[Position identification rows]
┌──

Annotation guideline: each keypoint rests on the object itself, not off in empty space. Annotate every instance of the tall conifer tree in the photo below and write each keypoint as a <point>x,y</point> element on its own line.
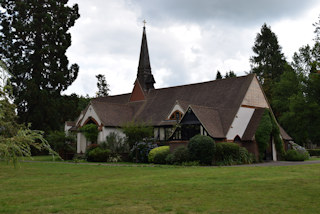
<point>34,38</point>
<point>269,62</point>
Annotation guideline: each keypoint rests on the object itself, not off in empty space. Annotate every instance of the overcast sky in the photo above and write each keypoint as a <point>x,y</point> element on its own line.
<point>188,40</point>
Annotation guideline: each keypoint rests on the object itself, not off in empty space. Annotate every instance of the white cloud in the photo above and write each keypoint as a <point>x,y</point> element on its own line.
<point>188,42</point>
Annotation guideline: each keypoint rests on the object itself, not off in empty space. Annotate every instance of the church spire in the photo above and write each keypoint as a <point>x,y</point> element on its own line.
<point>144,75</point>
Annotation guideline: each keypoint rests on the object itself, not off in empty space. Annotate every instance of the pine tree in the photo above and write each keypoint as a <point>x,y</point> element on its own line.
<point>34,38</point>
<point>102,85</point>
<point>218,76</point>
<point>269,62</point>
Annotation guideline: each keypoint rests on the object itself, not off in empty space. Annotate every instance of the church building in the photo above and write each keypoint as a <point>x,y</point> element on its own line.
<point>228,110</point>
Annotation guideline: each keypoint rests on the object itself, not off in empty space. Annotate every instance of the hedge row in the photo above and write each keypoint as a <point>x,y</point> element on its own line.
<point>314,152</point>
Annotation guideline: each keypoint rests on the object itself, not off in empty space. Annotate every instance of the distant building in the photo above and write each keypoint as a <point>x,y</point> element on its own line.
<point>226,110</point>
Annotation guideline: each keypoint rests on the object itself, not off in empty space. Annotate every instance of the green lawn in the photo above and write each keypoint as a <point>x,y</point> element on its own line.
<point>76,188</point>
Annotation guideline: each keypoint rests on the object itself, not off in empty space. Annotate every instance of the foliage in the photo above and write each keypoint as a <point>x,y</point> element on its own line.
<point>158,154</point>
<point>227,153</point>
<point>70,106</point>
<point>98,155</point>
<point>201,148</point>
<point>19,145</point>
<point>246,157</point>
<point>136,132</point>
<point>170,158</point>
<point>269,62</point>
<point>116,144</point>
<point>314,152</point>
<point>263,133</point>
<point>299,149</point>
<point>90,131</point>
<point>294,155</point>
<point>181,154</point>
<point>64,144</point>
<point>139,152</point>
<point>90,148</point>
<point>34,37</point>
<point>231,153</point>
<point>102,85</point>
<point>218,76</point>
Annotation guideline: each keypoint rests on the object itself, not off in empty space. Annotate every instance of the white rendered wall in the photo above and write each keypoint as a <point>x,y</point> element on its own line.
<point>254,96</point>
<point>90,113</point>
<point>162,134</point>
<point>81,143</point>
<point>106,131</point>
<point>240,122</point>
<point>175,108</point>
<point>274,151</point>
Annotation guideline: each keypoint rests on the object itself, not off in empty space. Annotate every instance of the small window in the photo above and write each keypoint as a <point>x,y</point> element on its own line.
<point>177,115</point>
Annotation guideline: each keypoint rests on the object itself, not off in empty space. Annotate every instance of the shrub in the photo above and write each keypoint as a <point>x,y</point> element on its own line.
<point>116,143</point>
<point>136,132</point>
<point>227,151</point>
<point>300,149</point>
<point>139,152</point>
<point>181,154</point>
<point>314,152</point>
<point>153,152</point>
<point>160,156</point>
<point>170,159</point>
<point>294,155</point>
<point>98,155</point>
<point>201,148</point>
<point>232,153</point>
<point>91,147</point>
<point>63,144</point>
<point>245,156</point>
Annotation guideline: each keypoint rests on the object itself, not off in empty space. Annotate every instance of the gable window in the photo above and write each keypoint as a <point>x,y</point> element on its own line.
<point>177,115</point>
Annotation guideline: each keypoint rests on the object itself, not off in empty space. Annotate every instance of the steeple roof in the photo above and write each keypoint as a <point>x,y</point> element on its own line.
<point>144,75</point>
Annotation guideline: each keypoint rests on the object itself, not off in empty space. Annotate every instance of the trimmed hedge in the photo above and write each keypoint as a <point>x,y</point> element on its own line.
<point>201,148</point>
<point>180,155</point>
<point>159,154</point>
<point>98,155</point>
<point>232,153</point>
<point>314,152</point>
<point>294,155</point>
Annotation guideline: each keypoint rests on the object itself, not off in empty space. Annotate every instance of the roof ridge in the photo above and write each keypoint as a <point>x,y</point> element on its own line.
<point>200,83</point>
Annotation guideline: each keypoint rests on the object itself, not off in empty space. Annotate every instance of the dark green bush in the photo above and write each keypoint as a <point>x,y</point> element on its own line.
<point>228,152</point>
<point>140,151</point>
<point>170,159</point>
<point>201,148</point>
<point>181,154</point>
<point>90,131</point>
<point>160,157</point>
<point>314,152</point>
<point>98,155</point>
<point>232,153</point>
<point>294,155</point>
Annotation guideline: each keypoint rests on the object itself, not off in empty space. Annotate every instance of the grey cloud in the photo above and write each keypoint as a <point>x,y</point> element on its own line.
<point>244,12</point>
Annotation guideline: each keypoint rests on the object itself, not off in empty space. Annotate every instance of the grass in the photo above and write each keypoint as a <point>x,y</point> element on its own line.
<point>76,188</point>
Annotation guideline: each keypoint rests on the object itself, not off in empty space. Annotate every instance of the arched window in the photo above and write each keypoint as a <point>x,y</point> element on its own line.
<point>177,115</point>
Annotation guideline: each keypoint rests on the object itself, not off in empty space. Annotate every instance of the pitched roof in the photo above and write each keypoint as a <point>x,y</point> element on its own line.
<point>224,96</point>
<point>210,119</point>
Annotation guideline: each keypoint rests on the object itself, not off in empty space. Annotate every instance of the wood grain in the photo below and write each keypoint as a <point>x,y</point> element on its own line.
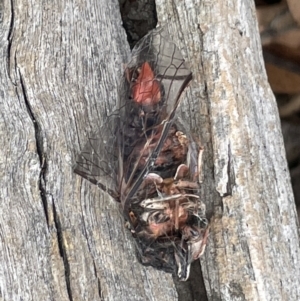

└──

= Aim =
Can you update the rows above so that every "Annotation guideline" reads "Labeling rule", with everything else unchanged and the pictures left out?

= Task response =
Labeling rule: each keypoint rests on the object itself, not off in empty space. Annotate every instance of the tall conifer tree in the photo below and write each keypoint as a <point>x,y</point> element on its own line.
<point>34,38</point>
<point>269,62</point>
Labeling rule: each keypoint rests on the object itself, not off in empty space. Annotate every instance of the overcast sky in the photo above and write each keypoint as a <point>x,y</point> element on its own line.
<point>188,40</point>
Labeling rule: each keypoint rests on the object itself, not off in empty space. Annotate every instance of the white cloud in the photo above and write each keypoint as a <point>x,y</point> element on its own line.
<point>188,42</point>
Labeling rule: each keypoint rests on the object itself, not off in empty space. Annotate every instance of the church spire in the photo above and write each keypoint as a <point>x,y</point> element on its own line.
<point>144,75</point>
Labeling rule: each keypoint rests on the object itself, not off in empty space. Annotate every instance of the pine tree in the photo above and write each keypoint as a <point>x,y</point> element on its own line.
<point>34,38</point>
<point>102,85</point>
<point>218,76</point>
<point>269,62</point>
Labeling rule: each keypoint rests on the object itself, not off in empty space. Annotate every instance of the church building in the photo above and write each keypoint as a <point>x,y</point> element on its own line.
<point>228,110</point>
Labeling rule: each keypoint rests on the object itself, not off in empty space. Annotate every instance of the hedge row in the photo above and write each keypoint as a <point>x,y</point> element on its own line.
<point>314,152</point>
Labeling rule: each keypoint rests on the object itself, not off in empty space. Annotate every instance of the distant building in the photo above and write each keypoint as a <point>x,y</point> element on its own line.
<point>226,110</point>
Labeling rule: each keypoint rests on the object itself, not off in empty space. Annotate every instance of the green lawn in the photo above and write each keypoint as a <point>x,y</point> element on its own line.
<point>76,188</point>
Labeling rule: each keypoint rests on the object itself, not off in empty space. Annotate every instance of the foliage in the photo above and write each keypoint as a <point>x,y</point> element on its own line.
<point>158,154</point>
<point>227,153</point>
<point>70,106</point>
<point>98,155</point>
<point>201,148</point>
<point>19,145</point>
<point>246,157</point>
<point>136,132</point>
<point>170,158</point>
<point>269,62</point>
<point>116,144</point>
<point>314,152</point>
<point>263,133</point>
<point>299,149</point>
<point>90,131</point>
<point>294,155</point>
<point>181,154</point>
<point>64,144</point>
<point>139,152</point>
<point>90,148</point>
<point>34,37</point>
<point>231,153</point>
<point>102,85</point>
<point>218,76</point>
Labeling rule: each keypoint rests on the object itself, not off in empty space. Annotate every instance of the white rendered wall in the photo above and write each keypoint as a <point>x,y</point> element on its own line.
<point>254,96</point>
<point>90,113</point>
<point>162,134</point>
<point>81,143</point>
<point>106,131</point>
<point>240,122</point>
<point>175,108</point>
<point>274,151</point>
Labeling rule: each keypoint rests on the object itself, not off in empty space. Annotate every instance of the small window in the photo above and write each keypoint as a <point>x,y</point> element on its own line.
<point>177,115</point>
Labeling rule: each keypoint rests on the object itself, not off in empty space. Annotate every instance of the shrub in the photo above and write each keypoint as a <point>x,y</point> element on its own line.
<point>116,143</point>
<point>136,132</point>
<point>227,151</point>
<point>300,149</point>
<point>139,152</point>
<point>181,154</point>
<point>314,152</point>
<point>153,152</point>
<point>160,156</point>
<point>170,159</point>
<point>294,155</point>
<point>98,155</point>
<point>201,148</point>
<point>232,153</point>
<point>91,147</point>
<point>63,144</point>
<point>245,156</point>
Labeling rule: each keypoint rests on the object itself, not off in empty space. Annotate every instance of the gable window in the photo above and write each keypoint as a <point>x,y</point> element on its own line.
<point>177,115</point>
Labeling rule: each keypoint rests on the object itself, not off in empty space. Annotate every instance of the steeple roof in the photo above and write each keypoint as a <point>x,y</point> element on its own line.
<point>144,75</point>
Labeling rule: each keypoint rests on the object itself, not off in empty space. Annotate every instance of the trimmed hedge in the photo above and write each keypoint as a <point>x,y</point> element on its own line.
<point>201,148</point>
<point>180,155</point>
<point>159,154</point>
<point>98,155</point>
<point>232,153</point>
<point>314,152</point>
<point>294,155</point>
Labeling rule: each keypoint rests on the object itself, not off in empty space. Annotate every instance of the roof ridge in the photo above and write each keypoint as a <point>x,y</point> element on its own line.
<point>200,83</point>
Labeling rule: each keypoint rests on the object itself, not off in empty space. Annotate every instance of the dark green bush in the photo above and write each keypoint as a <point>x,y</point> element on its own line.
<point>228,152</point>
<point>140,151</point>
<point>170,159</point>
<point>201,148</point>
<point>181,154</point>
<point>90,131</point>
<point>160,157</point>
<point>314,152</point>
<point>98,155</point>
<point>232,153</point>
<point>294,155</point>
Labeling rule: each keypoint rests on the object itself, not off in empty space. Annotate every instance of the grey cloud in the photo above and write each keypoint as a <point>x,y</point> element on its own line.
<point>244,12</point>
Labeling rule: each keypoint rests on the object itself, not off in empty space. Annotate every instance of the grass in the photo above and write each keypoint as a <point>x,y</point> element on its own line.
<point>76,188</point>
Labeling rule: each keypoint rests on the object itself, not off in empty space. Annotate every instance of the arched window in the photo above and write each keypoint as a <point>x,y</point> element on its own line.
<point>177,115</point>
Labeling rule: each keypoint rests on the object itself, not off in empty space. Annotate every instance of the pitched roof in the photo above and write each keypoint as a <point>x,y</point> element on its own line.
<point>224,96</point>
<point>210,119</point>
Labeling rule: each keypoint rests on the object itself, not off in empty space. Annotate every instance of the wood grain in the photo below and write each keypoint as a <point>x,y</point> element on its own line.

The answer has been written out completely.